Data for this exercise below:

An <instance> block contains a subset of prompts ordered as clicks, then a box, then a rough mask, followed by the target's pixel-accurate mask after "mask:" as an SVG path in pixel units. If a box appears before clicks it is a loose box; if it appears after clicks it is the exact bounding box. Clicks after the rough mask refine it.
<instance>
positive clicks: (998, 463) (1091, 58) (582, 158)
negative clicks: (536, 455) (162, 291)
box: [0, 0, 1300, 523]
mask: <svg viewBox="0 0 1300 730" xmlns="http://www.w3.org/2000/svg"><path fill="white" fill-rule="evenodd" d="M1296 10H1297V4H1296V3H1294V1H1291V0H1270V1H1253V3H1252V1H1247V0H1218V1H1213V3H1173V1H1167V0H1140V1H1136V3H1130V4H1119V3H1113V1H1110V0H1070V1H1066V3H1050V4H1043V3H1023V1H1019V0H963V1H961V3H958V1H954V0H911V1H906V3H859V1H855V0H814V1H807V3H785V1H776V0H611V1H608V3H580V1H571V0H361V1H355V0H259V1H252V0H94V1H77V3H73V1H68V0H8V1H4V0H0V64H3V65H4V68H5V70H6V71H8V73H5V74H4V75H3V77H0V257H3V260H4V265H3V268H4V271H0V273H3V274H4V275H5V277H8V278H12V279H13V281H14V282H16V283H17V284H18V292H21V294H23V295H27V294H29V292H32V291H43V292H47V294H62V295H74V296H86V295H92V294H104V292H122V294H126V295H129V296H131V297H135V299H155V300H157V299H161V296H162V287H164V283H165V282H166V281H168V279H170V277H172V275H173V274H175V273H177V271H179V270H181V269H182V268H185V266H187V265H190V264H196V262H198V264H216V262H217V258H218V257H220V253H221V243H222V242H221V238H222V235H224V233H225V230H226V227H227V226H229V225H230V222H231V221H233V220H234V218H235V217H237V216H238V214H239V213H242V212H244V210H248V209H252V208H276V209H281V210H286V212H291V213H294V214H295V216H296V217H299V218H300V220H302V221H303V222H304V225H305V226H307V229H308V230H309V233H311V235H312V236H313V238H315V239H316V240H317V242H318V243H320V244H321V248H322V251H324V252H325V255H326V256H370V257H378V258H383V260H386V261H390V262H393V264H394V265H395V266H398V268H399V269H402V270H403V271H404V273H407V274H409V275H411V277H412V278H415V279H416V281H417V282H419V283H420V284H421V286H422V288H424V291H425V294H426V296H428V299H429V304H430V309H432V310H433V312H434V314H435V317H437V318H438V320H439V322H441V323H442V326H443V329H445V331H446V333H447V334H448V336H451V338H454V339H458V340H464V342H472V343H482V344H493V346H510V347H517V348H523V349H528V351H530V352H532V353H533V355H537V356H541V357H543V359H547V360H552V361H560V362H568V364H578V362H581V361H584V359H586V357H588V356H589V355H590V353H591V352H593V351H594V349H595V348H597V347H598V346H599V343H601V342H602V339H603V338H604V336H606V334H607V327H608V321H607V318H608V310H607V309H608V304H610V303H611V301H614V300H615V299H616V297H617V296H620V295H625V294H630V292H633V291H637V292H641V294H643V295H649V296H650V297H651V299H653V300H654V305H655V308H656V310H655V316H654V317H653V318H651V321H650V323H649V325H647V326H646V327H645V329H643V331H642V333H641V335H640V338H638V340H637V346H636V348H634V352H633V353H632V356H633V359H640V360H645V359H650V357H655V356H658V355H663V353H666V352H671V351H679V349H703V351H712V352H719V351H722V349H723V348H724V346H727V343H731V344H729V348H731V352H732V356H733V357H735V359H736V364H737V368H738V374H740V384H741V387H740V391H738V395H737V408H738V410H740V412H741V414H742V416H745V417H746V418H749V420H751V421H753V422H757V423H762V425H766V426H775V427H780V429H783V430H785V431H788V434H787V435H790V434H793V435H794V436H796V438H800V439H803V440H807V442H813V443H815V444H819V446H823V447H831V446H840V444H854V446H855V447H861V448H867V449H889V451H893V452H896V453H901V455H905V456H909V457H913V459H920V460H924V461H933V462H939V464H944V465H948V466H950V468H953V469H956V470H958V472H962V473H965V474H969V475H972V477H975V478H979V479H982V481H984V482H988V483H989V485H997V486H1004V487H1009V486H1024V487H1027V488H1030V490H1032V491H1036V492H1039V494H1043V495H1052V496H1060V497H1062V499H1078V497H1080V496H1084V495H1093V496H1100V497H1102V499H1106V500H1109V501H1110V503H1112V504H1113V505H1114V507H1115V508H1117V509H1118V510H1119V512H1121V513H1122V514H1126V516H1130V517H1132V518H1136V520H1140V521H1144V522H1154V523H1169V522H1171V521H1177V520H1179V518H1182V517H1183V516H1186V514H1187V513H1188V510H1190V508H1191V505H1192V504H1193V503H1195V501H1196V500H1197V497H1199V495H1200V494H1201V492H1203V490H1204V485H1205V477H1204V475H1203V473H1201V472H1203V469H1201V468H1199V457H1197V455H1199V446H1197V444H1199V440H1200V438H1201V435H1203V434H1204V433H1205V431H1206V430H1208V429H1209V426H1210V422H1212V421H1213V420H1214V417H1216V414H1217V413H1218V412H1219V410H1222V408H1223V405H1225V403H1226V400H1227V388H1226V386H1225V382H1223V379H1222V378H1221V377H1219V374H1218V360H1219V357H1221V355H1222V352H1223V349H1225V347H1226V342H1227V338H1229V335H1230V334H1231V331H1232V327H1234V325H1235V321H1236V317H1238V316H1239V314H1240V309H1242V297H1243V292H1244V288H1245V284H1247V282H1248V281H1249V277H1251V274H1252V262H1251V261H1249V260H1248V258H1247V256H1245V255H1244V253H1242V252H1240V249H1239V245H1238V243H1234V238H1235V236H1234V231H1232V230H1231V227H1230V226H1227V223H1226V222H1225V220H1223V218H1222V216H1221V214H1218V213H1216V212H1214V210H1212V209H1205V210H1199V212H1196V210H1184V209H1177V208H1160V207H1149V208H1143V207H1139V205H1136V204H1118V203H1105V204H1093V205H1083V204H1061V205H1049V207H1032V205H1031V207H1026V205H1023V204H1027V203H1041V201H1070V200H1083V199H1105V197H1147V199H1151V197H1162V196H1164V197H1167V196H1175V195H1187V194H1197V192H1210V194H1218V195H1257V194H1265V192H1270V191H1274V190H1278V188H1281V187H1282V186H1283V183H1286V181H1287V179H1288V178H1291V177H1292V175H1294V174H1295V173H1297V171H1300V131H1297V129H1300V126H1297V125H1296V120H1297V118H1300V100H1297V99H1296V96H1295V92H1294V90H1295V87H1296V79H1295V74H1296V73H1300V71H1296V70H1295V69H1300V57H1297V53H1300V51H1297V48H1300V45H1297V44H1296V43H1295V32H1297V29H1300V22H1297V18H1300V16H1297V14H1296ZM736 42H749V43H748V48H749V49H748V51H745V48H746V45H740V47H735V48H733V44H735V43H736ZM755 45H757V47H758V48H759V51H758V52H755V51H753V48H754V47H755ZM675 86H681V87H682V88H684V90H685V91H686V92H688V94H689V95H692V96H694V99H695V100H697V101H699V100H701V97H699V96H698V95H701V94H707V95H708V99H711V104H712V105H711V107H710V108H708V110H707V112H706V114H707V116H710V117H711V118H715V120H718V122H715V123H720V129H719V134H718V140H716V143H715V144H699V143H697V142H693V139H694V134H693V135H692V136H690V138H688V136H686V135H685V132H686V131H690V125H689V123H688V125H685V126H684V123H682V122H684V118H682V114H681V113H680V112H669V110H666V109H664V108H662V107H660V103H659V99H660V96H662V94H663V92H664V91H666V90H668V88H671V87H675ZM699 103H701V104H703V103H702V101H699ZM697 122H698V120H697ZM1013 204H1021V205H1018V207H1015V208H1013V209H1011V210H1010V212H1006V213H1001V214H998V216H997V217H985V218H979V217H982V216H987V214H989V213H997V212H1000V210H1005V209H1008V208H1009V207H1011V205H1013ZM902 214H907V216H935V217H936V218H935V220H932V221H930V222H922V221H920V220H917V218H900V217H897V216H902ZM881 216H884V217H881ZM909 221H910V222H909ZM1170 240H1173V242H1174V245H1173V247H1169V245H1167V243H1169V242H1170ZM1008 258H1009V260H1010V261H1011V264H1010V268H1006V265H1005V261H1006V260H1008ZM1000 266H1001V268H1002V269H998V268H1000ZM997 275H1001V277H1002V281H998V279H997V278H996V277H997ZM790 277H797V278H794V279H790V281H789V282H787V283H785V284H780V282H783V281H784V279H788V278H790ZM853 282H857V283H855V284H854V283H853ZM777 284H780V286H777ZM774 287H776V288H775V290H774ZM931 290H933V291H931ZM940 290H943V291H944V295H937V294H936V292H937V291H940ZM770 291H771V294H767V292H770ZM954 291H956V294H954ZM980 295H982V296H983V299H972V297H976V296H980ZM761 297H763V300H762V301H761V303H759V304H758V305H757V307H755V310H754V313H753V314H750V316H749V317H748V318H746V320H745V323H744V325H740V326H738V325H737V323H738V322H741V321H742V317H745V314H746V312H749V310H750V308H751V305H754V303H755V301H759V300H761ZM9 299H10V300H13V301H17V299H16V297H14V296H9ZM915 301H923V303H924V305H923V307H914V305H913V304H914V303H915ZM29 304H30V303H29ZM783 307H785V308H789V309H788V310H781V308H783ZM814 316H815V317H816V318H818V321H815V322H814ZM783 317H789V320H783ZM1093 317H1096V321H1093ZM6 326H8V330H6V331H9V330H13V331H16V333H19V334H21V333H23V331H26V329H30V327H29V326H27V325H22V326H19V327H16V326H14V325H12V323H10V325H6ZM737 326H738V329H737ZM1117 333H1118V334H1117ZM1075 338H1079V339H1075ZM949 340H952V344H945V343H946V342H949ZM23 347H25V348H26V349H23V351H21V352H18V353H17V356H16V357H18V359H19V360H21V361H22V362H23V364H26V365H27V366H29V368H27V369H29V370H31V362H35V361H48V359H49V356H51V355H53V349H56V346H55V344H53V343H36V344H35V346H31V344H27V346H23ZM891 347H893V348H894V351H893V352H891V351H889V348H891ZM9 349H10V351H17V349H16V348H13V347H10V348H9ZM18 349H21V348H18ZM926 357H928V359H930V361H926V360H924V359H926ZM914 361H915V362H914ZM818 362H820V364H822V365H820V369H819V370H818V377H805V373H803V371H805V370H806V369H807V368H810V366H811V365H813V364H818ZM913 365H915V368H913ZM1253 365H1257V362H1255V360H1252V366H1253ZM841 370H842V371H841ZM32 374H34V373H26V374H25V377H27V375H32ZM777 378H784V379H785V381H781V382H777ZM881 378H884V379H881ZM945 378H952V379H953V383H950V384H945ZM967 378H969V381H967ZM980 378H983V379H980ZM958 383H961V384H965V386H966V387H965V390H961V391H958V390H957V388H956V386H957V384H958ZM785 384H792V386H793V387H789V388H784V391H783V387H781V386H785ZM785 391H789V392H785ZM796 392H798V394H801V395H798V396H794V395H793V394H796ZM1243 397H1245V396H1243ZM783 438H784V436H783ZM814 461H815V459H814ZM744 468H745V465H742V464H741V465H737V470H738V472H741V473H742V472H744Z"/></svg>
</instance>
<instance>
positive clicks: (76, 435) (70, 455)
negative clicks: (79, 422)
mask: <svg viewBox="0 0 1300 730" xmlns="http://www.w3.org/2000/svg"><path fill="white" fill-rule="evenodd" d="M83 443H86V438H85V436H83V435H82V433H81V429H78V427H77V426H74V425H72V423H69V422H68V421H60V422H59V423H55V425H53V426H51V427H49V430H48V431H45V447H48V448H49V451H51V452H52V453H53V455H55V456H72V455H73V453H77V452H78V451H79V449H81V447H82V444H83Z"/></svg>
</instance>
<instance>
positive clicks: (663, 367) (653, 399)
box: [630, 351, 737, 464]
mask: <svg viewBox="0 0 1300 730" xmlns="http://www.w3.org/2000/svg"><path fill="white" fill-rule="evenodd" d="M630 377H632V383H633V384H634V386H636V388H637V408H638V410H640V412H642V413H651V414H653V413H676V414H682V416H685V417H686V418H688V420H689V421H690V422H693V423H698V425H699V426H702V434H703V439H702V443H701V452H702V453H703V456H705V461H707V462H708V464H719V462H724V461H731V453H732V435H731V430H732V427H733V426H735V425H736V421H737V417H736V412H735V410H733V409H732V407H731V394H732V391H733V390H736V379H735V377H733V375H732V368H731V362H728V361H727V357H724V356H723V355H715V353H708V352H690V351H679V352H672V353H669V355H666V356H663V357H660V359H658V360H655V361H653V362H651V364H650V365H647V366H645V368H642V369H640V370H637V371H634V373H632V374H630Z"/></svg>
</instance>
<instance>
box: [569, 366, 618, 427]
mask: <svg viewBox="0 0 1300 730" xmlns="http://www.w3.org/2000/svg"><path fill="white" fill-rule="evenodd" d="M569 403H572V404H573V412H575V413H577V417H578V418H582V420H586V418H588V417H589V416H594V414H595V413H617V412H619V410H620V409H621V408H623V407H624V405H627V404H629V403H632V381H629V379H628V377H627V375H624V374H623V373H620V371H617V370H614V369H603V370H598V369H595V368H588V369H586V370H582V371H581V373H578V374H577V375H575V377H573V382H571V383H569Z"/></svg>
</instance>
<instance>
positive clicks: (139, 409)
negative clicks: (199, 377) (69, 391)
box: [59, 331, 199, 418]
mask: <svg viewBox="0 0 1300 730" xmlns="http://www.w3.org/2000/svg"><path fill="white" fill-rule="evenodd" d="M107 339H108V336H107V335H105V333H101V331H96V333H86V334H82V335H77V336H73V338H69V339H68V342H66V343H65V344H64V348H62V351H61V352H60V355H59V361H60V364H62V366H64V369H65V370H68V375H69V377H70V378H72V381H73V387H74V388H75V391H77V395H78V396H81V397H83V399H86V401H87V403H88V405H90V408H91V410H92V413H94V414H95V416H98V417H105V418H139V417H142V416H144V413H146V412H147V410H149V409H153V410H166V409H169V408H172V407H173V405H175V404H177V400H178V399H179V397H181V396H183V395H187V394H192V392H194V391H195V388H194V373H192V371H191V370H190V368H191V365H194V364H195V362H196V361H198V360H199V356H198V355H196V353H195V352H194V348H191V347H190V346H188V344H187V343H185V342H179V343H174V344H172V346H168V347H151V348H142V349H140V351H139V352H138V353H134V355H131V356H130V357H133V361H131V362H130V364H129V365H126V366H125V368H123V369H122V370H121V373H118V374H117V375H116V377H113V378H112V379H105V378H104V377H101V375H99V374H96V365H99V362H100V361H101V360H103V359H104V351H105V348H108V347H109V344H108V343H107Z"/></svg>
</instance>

End of Data for this exercise.

Task to complete
Output these lines exactly, starting at the first line of the records and ending at the line that contains "box: [0, 0, 1300, 523]".

Task answer
An <instance> block contains a subset of prompts ordered as clicks, then a box, then a rough mask, followed by the target's pixel-accurate mask after "mask:" as an SVG path in pixel units. If a box appears before clicks it is a loose box; if it appears after clicks it is the exact bounding box. Clicks after the rough mask refine it.
<instance>
positive clicks: (998, 463) (1091, 58) (582, 158)
negative clicks: (536, 455) (162, 291)
box: [0, 0, 1300, 523]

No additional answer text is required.